(Beginning of STUDY TEXT)

Agreed, at least tentatively.

I see the top problems with XML as:
- too big/slow for certain important niches (especially wireless)
- too difficult for ordinary mortals to correctly produce (cf Sam
Ruby's XMLDevCon paper)
- nasty impedance mismatch between DOM and XPath/XQuery data models
 (this gets at the namespace problems others talked about)
- too much cruft was added for political compromises involving players
who are no longer around or have learned the error of their ways, but
lives on as "junk DNA".

Obviously this reflects my datamodel and DOM centrism, but I see the
way forward as accepting something very much like XML 1.0 as the
standard serialization that everyone claiming to be XML MUST support,
somehow aligning the implicit data models of the APIs on one hand and
XPath/XSLT/XQuery on the other, and gradually adopting a very small
number of alternative serializations as they prove useful in various
niches.

Something much like YAML or RNC is likely to be the ordinary-mortal
readable/writable serialization.  Since both are close to
well-understood program language syntaxes, maybe it will also hit the
sweet spot between speed, readability, compactness.  If not, maybe one
of the binary formats will fit the bill in the "speed | size is most
important" niches.  Whether either a  human readable or efficient
format is standardized  is a question for the future when we know
more, not now.

Oh brother, I've drifted into the stepmother of permathreads,  XML
datamodels and serializations.  Sorry!

(End of STUDY TEXT)
(Beginning of DATA TO EXAMINE)

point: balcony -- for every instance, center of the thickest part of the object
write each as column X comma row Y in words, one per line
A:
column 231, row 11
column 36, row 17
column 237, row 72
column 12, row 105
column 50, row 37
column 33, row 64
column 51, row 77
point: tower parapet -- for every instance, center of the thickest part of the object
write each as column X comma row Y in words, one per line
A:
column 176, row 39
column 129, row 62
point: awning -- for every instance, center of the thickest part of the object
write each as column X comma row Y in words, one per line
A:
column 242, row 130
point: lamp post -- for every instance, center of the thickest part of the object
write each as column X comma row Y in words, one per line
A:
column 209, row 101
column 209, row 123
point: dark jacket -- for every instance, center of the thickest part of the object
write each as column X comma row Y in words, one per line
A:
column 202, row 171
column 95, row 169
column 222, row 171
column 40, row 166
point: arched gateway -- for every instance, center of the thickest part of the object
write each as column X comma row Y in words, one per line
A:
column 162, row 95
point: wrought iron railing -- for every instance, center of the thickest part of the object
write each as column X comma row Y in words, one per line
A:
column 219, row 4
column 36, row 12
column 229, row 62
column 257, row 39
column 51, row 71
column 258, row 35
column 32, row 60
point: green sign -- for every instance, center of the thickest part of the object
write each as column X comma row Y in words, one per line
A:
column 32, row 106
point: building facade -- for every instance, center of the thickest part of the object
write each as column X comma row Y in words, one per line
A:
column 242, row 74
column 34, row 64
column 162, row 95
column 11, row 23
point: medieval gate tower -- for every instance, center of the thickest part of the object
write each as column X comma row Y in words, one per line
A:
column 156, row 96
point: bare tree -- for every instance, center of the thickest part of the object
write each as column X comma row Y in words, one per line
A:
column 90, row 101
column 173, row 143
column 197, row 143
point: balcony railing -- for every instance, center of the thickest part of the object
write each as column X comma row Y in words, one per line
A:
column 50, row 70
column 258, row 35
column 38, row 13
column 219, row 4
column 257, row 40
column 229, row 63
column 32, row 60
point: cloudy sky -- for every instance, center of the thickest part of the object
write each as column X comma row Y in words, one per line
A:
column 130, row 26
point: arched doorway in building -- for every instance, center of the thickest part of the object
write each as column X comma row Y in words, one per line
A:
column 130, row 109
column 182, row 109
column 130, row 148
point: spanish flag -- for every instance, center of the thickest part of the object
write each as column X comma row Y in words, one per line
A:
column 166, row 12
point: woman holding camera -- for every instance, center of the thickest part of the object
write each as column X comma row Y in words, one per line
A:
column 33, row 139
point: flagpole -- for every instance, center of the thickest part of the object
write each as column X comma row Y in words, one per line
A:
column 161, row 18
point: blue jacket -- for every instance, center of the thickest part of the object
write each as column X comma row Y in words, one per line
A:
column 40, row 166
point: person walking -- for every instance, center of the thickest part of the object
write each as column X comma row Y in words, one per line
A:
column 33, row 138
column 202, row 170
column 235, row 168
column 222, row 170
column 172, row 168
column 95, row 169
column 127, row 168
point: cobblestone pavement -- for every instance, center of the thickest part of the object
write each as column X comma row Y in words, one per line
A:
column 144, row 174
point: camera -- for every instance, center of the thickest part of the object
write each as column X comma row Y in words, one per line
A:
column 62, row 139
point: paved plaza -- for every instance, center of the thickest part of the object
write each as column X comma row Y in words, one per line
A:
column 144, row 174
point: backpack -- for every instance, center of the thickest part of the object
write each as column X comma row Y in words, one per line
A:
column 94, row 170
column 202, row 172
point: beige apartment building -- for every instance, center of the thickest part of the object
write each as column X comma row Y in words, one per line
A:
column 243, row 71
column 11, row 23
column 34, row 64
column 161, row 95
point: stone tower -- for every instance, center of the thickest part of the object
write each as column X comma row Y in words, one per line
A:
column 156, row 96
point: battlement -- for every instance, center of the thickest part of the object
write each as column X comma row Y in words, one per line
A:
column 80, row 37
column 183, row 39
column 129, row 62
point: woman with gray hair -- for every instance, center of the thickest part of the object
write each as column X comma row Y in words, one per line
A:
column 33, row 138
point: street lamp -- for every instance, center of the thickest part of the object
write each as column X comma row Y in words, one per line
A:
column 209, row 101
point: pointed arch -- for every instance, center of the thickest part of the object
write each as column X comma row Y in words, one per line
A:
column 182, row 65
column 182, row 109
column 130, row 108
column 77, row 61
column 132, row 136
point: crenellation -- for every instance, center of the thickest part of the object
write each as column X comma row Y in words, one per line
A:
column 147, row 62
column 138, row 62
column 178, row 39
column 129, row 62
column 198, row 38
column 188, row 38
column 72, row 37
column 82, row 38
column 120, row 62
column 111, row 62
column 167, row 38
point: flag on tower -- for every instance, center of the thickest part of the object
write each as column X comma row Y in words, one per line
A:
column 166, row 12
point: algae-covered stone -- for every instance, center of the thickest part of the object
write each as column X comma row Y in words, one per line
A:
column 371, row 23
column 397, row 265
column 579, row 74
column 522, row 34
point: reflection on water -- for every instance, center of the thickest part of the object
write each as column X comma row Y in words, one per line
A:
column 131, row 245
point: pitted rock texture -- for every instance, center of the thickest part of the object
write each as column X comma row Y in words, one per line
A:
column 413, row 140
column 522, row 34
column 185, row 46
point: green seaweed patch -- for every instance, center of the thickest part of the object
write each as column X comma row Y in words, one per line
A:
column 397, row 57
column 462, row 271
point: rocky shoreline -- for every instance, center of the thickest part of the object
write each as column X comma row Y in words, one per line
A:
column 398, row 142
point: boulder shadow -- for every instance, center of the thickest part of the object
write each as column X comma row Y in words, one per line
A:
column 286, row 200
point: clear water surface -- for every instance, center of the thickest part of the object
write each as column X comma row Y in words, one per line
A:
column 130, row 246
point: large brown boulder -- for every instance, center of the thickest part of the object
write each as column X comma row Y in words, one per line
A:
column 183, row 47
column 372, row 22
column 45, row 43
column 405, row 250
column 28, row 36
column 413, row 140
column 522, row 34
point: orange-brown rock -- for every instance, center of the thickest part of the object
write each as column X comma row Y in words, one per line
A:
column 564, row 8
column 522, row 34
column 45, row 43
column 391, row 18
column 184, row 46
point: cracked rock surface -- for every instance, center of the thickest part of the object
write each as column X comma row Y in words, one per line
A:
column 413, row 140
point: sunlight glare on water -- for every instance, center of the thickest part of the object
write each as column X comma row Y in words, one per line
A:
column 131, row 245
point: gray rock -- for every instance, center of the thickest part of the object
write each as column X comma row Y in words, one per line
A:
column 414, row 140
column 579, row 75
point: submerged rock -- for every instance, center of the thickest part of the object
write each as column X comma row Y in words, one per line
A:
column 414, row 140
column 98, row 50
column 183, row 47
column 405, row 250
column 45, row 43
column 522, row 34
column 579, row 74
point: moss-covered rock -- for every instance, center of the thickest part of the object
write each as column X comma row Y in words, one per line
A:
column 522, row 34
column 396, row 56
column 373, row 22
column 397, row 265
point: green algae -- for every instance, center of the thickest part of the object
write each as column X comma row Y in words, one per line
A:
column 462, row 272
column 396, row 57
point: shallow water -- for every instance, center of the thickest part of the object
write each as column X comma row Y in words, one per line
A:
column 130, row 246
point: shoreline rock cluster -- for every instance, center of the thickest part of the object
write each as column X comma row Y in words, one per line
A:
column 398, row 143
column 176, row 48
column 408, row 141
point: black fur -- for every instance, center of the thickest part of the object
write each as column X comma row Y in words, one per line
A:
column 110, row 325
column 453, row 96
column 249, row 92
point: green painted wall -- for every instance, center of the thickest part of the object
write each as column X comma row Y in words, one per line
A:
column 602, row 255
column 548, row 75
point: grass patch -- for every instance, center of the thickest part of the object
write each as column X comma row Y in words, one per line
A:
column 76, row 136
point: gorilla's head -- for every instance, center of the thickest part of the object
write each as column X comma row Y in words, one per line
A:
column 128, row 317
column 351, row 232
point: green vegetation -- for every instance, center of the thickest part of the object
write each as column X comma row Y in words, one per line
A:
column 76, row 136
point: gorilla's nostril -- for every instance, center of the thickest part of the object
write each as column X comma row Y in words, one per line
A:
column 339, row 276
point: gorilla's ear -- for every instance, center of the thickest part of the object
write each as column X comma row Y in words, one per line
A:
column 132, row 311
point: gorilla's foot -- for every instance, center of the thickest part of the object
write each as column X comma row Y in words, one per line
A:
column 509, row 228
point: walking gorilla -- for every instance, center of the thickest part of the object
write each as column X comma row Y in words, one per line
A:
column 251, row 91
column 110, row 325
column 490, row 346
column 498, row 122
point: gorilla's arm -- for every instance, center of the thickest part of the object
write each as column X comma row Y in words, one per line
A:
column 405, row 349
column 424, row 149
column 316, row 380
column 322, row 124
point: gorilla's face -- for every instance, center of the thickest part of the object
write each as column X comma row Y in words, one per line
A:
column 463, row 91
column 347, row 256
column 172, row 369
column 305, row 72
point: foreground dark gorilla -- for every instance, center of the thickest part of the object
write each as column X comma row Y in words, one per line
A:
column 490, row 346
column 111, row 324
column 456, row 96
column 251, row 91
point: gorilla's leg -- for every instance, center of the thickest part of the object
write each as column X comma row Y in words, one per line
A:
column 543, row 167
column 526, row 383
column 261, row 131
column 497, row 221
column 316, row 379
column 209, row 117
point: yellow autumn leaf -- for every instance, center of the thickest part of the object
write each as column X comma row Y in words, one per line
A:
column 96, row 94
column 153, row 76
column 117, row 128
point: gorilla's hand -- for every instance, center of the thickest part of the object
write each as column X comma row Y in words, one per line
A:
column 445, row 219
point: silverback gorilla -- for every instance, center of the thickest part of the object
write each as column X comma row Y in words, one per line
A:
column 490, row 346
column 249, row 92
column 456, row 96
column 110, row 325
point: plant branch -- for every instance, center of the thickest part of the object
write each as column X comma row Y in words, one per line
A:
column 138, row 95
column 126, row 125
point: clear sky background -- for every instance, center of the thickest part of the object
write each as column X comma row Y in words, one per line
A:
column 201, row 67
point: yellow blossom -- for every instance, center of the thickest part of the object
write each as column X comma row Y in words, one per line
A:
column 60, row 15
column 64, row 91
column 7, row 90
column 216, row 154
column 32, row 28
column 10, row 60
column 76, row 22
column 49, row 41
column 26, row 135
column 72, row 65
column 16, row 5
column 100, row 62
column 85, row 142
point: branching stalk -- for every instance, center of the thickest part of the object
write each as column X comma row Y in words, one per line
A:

(End of DATA TO EXAMINE)

• _DIRECTIONS FOR THIS TASK_:
Copy the post about XML's problems starting at "I see the top" and ending at "others talked about)", substituting "mobile" for "wireless".

• _YOUR RESPONSE_:
I see the top problems with XML as:
- too big/slow for certain important niches (especially mobile)
- too difficult for ordinary mortals to correctly produce (cf Sam
Ruby's XMLDevCon paper)
- nasty impedance mismatch between DOM and XPath/XQuery data models
 (this gets at the namespace problems others talked about)